SUPPLIED DATA:

::::

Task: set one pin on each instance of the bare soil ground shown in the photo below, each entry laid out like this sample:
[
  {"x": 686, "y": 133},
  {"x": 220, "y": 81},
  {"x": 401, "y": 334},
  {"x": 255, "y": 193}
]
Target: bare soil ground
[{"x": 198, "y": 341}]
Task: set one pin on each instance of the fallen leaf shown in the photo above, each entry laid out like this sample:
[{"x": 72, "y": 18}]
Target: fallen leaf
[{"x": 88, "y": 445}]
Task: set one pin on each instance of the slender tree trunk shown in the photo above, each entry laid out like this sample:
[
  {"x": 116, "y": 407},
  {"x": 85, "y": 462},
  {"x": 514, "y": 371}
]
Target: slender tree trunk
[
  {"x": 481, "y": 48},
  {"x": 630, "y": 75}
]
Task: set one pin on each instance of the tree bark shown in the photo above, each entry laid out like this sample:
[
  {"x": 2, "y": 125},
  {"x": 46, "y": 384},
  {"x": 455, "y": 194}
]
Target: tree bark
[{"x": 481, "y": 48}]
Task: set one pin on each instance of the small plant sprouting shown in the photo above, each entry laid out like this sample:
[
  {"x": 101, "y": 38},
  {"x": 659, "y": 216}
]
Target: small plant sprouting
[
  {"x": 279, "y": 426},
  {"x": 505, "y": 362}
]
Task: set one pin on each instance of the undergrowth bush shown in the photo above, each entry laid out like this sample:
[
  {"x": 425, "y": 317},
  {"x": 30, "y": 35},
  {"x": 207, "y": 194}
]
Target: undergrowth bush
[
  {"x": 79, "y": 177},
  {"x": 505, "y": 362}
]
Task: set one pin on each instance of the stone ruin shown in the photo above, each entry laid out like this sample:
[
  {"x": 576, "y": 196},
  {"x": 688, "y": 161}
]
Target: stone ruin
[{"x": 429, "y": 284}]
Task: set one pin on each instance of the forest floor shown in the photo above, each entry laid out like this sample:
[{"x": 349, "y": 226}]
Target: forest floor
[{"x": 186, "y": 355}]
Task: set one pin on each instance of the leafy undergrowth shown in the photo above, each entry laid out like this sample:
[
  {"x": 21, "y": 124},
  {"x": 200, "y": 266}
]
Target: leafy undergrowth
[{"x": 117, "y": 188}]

::::

THE REQUEST: Copy word for word the lines from the one containing "Task: set one pin on each instance of the leafy" through the final line, including both.

CORRECT RESULT:
Task: set one pin on each instance of the leafy undergrowth shown in the photo above, each entry laid out like this sample:
[
  {"x": 21, "y": 124},
  {"x": 200, "y": 266}
]
Target: leafy undergrowth
[{"x": 117, "y": 188}]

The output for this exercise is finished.